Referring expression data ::
--------------------------------------------------

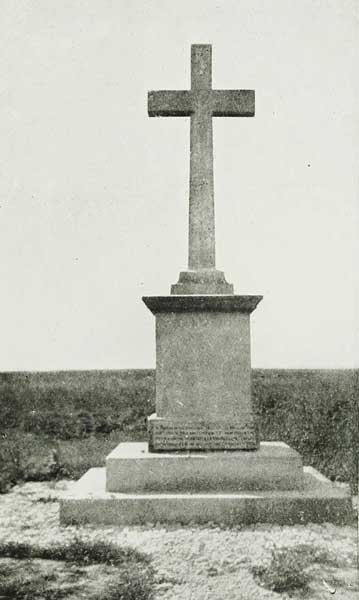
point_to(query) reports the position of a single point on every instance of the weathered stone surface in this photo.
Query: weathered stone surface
(204, 281)
(203, 373)
(319, 502)
(179, 434)
(132, 468)
(202, 303)
(202, 365)
(201, 103)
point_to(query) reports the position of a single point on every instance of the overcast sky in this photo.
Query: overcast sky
(94, 194)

--------------------------------------------------

THE PROBLEM :: Which of the lines above hold the word "photo"? Copy each one.

ANSWER SECTION ::
point_to(query) reports the position of a single point on every instance of the weathered stone surface in this photo.
point_to(query) reports the position of a single point on every instance of the overcast sky in this photo.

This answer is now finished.